━━━━━ Input ━━━━━

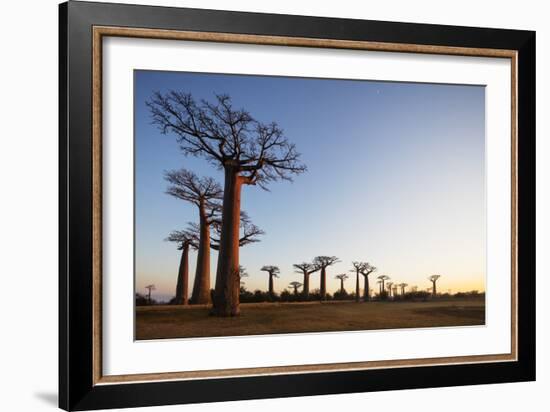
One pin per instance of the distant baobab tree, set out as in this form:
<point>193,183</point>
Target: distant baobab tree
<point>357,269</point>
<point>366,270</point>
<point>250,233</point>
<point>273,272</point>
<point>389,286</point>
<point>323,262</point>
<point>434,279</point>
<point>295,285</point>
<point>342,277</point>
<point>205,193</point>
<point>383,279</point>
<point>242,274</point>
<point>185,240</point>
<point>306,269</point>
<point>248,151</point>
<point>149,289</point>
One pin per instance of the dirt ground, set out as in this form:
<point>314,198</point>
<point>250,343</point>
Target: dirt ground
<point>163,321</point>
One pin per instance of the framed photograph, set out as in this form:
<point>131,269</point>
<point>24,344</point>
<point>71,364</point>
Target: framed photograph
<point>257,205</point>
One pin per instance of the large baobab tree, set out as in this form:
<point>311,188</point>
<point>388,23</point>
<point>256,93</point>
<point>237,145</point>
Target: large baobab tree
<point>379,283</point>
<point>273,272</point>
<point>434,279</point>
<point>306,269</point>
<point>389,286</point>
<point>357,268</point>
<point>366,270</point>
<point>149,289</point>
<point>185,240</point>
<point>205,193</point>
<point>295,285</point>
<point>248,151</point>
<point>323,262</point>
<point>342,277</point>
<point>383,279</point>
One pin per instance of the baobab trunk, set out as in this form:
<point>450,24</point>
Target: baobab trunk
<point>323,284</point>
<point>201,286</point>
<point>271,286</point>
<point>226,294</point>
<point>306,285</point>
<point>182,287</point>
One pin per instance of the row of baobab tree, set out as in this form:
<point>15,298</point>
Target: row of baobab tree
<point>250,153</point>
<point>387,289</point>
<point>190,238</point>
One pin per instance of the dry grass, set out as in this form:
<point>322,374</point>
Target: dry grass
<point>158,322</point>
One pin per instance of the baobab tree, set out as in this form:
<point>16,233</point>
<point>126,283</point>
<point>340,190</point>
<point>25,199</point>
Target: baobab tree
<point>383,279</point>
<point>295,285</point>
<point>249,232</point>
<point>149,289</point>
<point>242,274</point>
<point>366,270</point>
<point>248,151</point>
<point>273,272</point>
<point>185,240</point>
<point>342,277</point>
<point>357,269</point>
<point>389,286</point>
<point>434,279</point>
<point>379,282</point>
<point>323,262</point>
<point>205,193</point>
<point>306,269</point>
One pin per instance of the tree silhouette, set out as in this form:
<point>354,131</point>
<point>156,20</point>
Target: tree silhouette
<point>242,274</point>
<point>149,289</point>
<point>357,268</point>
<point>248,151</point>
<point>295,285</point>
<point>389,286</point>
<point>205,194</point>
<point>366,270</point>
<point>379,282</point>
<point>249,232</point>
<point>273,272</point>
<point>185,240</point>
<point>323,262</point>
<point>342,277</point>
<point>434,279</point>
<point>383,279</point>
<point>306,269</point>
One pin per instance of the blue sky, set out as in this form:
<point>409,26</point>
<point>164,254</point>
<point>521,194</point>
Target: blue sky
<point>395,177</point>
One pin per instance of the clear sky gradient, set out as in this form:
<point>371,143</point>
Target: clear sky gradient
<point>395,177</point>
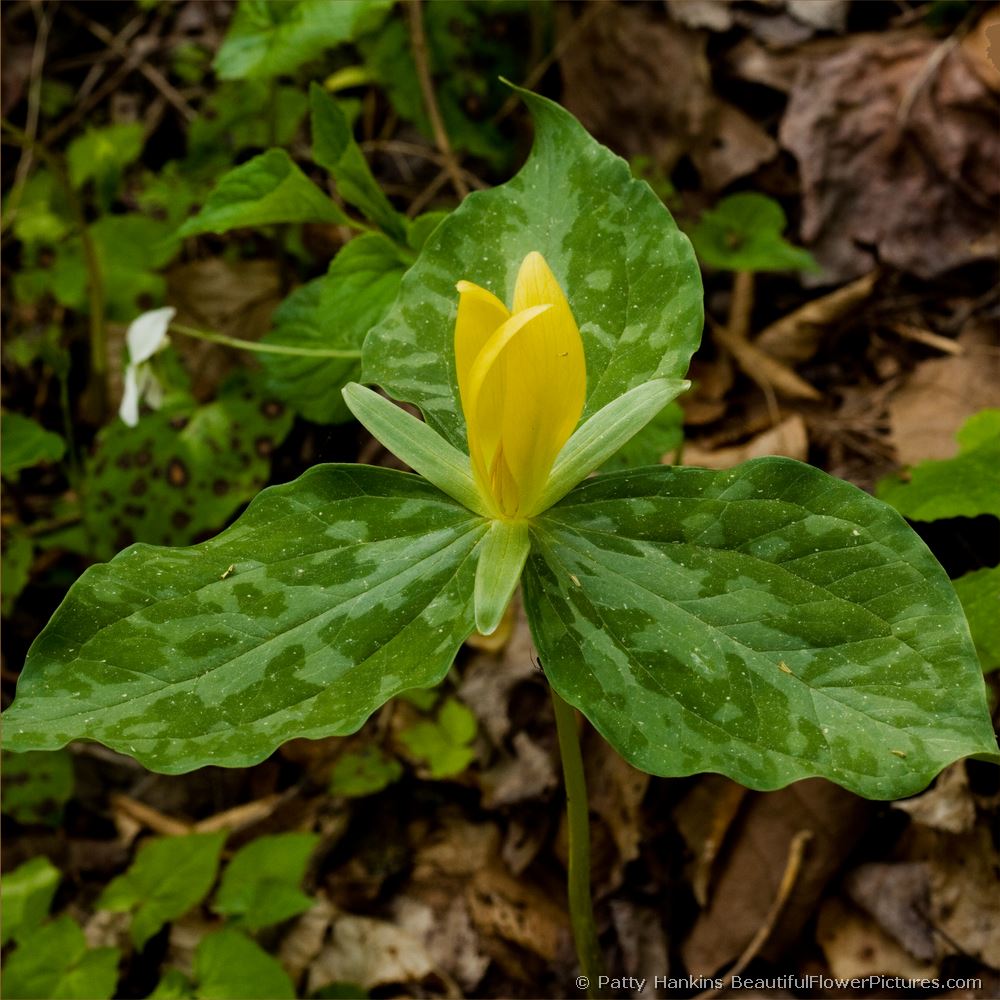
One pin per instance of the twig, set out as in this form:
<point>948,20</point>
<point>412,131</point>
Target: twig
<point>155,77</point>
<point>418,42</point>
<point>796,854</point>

━━━━━

### Given request
Format all of the data above as a numbered list with one line per item, skipping blank lines. Leave the pictures out of the answer.

### Exercise answer
1. One pin per instance of the distant baobab tree, set out as in this form:
2. <point>193,183</point>
3. Target: distant baobab tree
4. <point>357,269</point>
5. <point>366,270</point>
6. <point>250,233</point>
7. <point>273,272</point>
8. <point>389,286</point>
9. <point>323,262</point>
10. <point>434,279</point>
11. <point>295,285</point>
12. <point>342,277</point>
13. <point>205,193</point>
14. <point>383,279</point>
15. <point>242,274</point>
16. <point>185,240</point>
17. <point>306,269</point>
18. <point>248,151</point>
19. <point>149,289</point>
20. One pin per instance of the dirt ground, set out as in this form:
21. <point>314,198</point>
22. <point>250,343</point>
23. Target: dirt ground
24. <point>163,321</point>
25. One pin per instance of the framed photograph, set out as in this form:
26. <point>131,269</point>
27. <point>24,344</point>
28. <point>71,364</point>
29. Target: framed photograph
30. <point>257,205</point>
31. One pin per instance of the large baobab tree, set out as in this form:
32. <point>311,188</point>
33. <point>388,23</point>
34. <point>256,93</point>
35. <point>237,145</point>
36. Target: large baobab tree
37. <point>379,283</point>
38. <point>273,272</point>
39. <point>434,279</point>
40. <point>306,269</point>
41. <point>389,286</point>
42. <point>357,268</point>
43. <point>366,270</point>
44. <point>149,289</point>
45. <point>185,240</point>
46. <point>205,193</point>
47. <point>295,285</point>
48. <point>248,151</point>
49. <point>323,262</point>
50. <point>342,277</point>
51. <point>383,279</point>
52. One pin per instance of the baobab trunk, set out as in this form:
53. <point>450,24</point>
54. Target: baobab trunk
55. <point>323,284</point>
56. <point>201,286</point>
57. <point>271,286</point>
58. <point>226,294</point>
59. <point>306,285</point>
60. <point>182,287</point>
61. One pin per instance of the row of baobab tree, set out as in this form:
62. <point>15,298</point>
63. Target: row of baobab tree
64. <point>250,153</point>
65. <point>387,289</point>
66. <point>190,238</point>
67. One pin per instance of the dry grass, set out as in this form:
68. <point>322,374</point>
69. Target: dry grass
70. <point>158,322</point>
71. One pin per instance of the baobab tree, set out as in this form:
72. <point>16,233</point>
73. <point>126,283</point>
74. <point>340,190</point>
75. <point>25,199</point>
76. Target: baobab tree
77. <point>383,279</point>
78. <point>295,285</point>
79. <point>249,232</point>
80. <point>149,289</point>
81. <point>242,274</point>
82. <point>366,270</point>
83. <point>248,151</point>
84. <point>273,272</point>
85. <point>185,240</point>
86. <point>342,277</point>
87. <point>357,269</point>
88. <point>389,286</point>
89. <point>434,279</point>
90. <point>379,282</point>
91. <point>323,262</point>
92. <point>205,193</point>
93. <point>306,269</point>
94. One pin per instance of the tree silhouette, set out as in this form:
95. <point>354,131</point>
96. <point>156,20</point>
97. Target: tree silhouette
98. <point>242,274</point>
99. <point>149,289</point>
100. <point>357,268</point>
101. <point>248,151</point>
102. <point>295,285</point>
103. <point>389,286</point>
104. <point>205,194</point>
105. <point>366,270</point>
106. <point>379,282</point>
107. <point>249,232</point>
108. <point>273,272</point>
109. <point>185,240</point>
110. <point>323,262</point>
111. <point>342,277</point>
112. <point>434,279</point>
113. <point>383,279</point>
114. <point>306,269</point>
115. One pin per instance of the blue sky, set out as in this form:
116. <point>409,26</point>
117. <point>164,254</point>
118. <point>521,194</point>
119. Target: blue sky
120. <point>395,177</point>
121. One pin per instance of the clear sky gradient, set out as in this form:
122. <point>371,143</point>
123. Target: clear sky gradient
124. <point>395,177</point>
125. One pin per instance of the twig, set out as in this form:
126. <point>948,20</point>
127. <point>412,131</point>
128. Target: twig
129. <point>155,77</point>
130. <point>418,42</point>
131. <point>796,854</point>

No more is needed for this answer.